### SELECTED TEXT
Why do we keep reading The Great Gatsby? Why do some of us keep taking our time reading it? F. Scott Fitzgerald kept it short. A week is unwarranted. It should be consumed in the course of a day. Two at most. Otherwise, all the mystery seeps away, leaving Jay Gatsby lingering, ethereal but elusive, like cologne somebody else is wearing.
I have read The Great Gatsby four times. Only in this most recent time did I choose to attack it in a single sitting. I’m an authority now. In one day, you can sit with the brutal awfulness of nearly every person in this book—booooo, Jordan; just boo. And Mr. Wolfsheim, shame on you, sir; Gatsby was your friend. In a day, you no longer have to wonder whether Daisy loved Gatsby back or whether “love” aptly describes what Gatsby felt in the first place. After all, The Great Gatsby is a classic of illusions and delusions. In a day, you reach those closing words about the boats, the current, and the past, and rather than allow them to haunt, you simply return to the first page and start all over again. I know of someone—a well-heeled white woman in her midsixties—who reads this book every year. What I don’t know is how long it takes her. What is she hoping to find? Whether Gatsby strikes her as more cynical, naive, romantic, or pitiful? After decades with this book, who emerges more surprised by Nick’s friendship with Gatsby? The reader or Nick?

### SUPPLIED INFORMATION
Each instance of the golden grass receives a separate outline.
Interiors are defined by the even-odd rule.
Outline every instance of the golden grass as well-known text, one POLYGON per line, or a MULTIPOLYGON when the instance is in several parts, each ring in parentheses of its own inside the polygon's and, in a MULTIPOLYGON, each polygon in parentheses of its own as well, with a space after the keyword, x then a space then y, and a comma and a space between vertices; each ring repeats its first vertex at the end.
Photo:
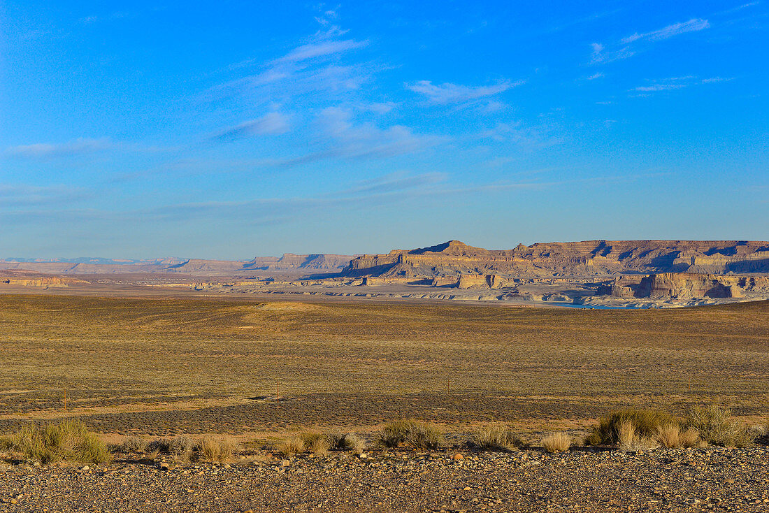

### WRITTEN PROBLEM
Write out the passage on reading The Great Gatsby word for word, between "Why do we keep" and "else is wearing.", inclusive. These lines come from a separate source.

### WRITTEN ANSWER
Why do we keep reading The Great Gatsby? Why do some of us keep taking our time reading it? F. Scott Fitzgerald kept it short. A week is unwarranted. It should be consumed in the course of a day. Two at most. Otherwise, all the mystery seeps away, leaving Jay Gatsby lingering, ethereal but elusive, like cologne somebody else is wearing.